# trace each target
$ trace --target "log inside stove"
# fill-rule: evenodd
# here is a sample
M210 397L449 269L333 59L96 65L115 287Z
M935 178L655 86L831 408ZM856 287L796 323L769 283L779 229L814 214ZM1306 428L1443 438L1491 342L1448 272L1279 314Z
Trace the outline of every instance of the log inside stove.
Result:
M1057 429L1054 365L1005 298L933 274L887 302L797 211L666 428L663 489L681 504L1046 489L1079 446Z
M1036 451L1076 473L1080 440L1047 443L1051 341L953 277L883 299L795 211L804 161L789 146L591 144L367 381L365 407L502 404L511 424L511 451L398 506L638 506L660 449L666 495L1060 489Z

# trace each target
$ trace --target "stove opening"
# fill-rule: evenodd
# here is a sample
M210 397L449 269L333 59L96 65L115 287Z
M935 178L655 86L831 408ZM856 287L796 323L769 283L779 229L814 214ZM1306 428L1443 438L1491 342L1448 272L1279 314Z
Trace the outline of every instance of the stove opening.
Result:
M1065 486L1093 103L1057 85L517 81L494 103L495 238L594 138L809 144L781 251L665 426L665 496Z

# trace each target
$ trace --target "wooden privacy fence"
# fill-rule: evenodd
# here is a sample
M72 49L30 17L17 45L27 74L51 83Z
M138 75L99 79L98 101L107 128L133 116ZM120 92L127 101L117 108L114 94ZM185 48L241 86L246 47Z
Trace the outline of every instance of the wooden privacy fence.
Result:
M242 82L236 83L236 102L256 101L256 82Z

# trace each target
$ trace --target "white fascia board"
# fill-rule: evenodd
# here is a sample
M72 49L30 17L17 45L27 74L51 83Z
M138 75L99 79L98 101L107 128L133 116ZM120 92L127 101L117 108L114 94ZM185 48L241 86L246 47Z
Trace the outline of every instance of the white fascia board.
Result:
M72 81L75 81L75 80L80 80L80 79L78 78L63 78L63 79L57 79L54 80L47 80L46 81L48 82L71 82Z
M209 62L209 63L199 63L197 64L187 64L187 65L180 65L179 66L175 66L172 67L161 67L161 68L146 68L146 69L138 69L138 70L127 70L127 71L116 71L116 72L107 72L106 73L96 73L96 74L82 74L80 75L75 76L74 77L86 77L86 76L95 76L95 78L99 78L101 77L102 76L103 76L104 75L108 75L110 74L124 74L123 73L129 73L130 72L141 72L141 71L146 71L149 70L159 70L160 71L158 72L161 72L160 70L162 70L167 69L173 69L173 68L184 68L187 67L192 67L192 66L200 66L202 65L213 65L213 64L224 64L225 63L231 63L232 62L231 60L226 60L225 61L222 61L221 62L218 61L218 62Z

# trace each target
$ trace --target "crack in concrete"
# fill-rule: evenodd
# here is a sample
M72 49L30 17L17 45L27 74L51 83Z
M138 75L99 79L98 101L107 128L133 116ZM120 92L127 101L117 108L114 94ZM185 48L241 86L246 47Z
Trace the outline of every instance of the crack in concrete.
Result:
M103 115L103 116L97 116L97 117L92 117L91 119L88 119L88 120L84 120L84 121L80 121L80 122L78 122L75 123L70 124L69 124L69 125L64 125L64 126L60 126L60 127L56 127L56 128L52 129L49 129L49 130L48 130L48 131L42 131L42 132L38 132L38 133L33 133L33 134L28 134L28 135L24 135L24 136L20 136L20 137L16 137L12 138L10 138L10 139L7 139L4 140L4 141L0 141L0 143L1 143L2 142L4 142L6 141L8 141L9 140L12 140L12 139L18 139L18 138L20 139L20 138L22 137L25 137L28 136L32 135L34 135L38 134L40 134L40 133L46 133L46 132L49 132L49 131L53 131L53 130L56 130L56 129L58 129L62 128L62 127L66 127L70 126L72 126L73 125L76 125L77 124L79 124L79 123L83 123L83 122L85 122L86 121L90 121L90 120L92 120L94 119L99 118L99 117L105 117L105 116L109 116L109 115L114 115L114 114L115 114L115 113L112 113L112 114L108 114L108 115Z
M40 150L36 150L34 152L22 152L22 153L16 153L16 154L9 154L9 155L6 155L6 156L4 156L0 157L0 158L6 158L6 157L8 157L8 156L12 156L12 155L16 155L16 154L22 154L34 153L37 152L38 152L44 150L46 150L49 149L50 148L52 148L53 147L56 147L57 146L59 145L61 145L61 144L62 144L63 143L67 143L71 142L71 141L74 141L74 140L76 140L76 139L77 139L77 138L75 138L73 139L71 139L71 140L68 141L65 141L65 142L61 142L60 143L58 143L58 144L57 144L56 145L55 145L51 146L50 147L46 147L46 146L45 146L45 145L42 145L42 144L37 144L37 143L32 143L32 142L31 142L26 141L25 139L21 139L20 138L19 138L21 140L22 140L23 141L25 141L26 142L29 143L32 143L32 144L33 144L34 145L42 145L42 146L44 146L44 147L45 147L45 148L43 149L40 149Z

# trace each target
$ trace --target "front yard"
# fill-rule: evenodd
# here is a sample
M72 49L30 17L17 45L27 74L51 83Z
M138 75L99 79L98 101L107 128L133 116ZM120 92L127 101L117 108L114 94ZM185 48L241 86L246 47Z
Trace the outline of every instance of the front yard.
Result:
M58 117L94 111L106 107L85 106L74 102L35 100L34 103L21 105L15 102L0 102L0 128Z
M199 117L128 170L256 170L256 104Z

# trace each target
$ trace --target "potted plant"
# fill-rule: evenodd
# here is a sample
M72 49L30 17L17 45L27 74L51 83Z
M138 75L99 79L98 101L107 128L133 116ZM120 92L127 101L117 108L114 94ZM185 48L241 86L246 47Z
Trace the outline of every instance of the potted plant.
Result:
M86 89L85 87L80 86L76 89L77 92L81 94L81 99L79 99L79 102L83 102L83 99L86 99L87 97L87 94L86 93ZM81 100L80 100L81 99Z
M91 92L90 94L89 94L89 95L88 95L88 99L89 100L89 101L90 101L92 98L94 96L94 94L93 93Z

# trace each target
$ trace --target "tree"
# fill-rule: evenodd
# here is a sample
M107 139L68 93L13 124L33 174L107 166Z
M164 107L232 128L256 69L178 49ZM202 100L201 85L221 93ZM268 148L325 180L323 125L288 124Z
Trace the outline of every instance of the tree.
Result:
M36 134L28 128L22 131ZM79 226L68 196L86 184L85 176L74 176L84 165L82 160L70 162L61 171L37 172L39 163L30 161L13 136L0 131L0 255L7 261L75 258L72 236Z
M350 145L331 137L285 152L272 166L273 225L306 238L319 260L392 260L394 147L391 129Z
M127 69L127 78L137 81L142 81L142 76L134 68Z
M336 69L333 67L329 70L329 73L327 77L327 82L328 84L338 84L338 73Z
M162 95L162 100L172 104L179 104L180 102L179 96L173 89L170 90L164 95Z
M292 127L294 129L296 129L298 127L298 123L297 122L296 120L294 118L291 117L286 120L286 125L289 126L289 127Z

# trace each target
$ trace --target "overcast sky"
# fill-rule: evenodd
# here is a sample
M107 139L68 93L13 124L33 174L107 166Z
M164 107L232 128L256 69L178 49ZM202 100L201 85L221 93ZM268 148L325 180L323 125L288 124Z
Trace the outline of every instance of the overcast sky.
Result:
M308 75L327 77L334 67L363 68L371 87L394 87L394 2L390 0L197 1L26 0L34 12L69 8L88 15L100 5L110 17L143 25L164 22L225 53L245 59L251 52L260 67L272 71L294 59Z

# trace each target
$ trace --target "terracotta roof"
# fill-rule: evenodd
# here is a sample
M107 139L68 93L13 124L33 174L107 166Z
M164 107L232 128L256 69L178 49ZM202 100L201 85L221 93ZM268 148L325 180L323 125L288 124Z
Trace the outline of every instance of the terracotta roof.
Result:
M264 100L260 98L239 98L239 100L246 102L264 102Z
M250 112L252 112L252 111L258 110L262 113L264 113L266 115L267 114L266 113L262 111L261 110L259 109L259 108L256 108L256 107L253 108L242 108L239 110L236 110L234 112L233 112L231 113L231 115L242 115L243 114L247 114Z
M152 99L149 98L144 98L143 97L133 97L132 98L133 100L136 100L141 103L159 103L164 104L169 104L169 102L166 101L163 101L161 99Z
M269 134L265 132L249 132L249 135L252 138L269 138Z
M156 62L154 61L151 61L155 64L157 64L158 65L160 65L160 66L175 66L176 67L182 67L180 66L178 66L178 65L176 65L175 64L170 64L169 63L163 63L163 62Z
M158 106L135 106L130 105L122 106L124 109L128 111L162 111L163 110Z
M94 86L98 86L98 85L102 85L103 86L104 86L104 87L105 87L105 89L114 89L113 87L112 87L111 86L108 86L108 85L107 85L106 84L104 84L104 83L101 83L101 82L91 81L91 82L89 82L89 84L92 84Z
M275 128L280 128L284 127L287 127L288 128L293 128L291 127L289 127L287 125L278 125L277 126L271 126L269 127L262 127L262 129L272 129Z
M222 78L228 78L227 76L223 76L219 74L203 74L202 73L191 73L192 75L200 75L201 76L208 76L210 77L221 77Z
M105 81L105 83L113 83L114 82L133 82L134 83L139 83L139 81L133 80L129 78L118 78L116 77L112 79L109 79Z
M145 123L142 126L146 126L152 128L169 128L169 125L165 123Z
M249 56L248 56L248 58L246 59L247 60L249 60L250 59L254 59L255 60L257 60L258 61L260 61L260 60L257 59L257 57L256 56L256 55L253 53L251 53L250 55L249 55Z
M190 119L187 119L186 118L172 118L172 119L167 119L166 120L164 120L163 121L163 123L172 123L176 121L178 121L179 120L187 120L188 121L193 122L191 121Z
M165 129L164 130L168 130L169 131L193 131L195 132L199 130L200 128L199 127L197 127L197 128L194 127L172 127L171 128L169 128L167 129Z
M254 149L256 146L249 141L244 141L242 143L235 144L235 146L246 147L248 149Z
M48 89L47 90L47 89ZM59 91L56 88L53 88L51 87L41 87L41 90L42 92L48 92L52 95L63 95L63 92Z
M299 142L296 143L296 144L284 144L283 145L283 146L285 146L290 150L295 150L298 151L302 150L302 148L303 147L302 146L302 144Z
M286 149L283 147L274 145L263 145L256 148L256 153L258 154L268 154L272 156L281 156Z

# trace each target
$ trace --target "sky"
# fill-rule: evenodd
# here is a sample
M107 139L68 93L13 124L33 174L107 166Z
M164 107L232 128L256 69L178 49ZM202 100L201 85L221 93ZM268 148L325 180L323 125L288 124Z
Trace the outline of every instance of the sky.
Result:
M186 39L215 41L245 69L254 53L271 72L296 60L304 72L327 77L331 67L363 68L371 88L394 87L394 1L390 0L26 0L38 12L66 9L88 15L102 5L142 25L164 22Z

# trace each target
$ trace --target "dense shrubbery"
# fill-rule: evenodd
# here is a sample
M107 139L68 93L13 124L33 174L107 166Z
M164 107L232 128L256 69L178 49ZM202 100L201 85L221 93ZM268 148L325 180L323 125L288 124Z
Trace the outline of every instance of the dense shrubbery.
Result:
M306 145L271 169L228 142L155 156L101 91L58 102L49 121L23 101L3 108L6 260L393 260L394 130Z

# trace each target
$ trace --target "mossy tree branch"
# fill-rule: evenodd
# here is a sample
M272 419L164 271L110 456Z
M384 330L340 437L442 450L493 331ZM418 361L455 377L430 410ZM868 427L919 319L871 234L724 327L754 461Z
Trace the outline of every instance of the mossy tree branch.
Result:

- CONSIGNE: Transcrivez sous forme de tableau Markdown les lignes qui vont du début des enregistrements jusqu'à celle qui contient « M1057 429L1054 365L1005 », celle-ci comprise, en omettant les lignes vides. Utilisez deux colonnes : « n° » pour le numéro de rang et « Ligne » pour le texte.

- RÉPONSE RÉDIGÉE:
| n° | Ligne |
|---|---|
| 1 | # trace each target |
| 2 | $ trace --target "log inside stove" |
| 3 | # fill-rule: evenodd |
| 4 | # here is a sample |
| 5 | M210 397L449 269L333 59L96 65L115 287Z |
| 6 | M935 178L655 86L831 408ZM856 287L796 323L769 283L779 229L814 214ZM1306 428L1443 438L1491 342L1448 272L1279 314Z |
| 7 | Trace the outline of every instance of the log inside stove. |
| 8 | Result: |
| 9 | M1057 429L1054 365L1005 298L933 274L887 302L797 211L666 428L663 489L681 504L1046 489L1079 446Z |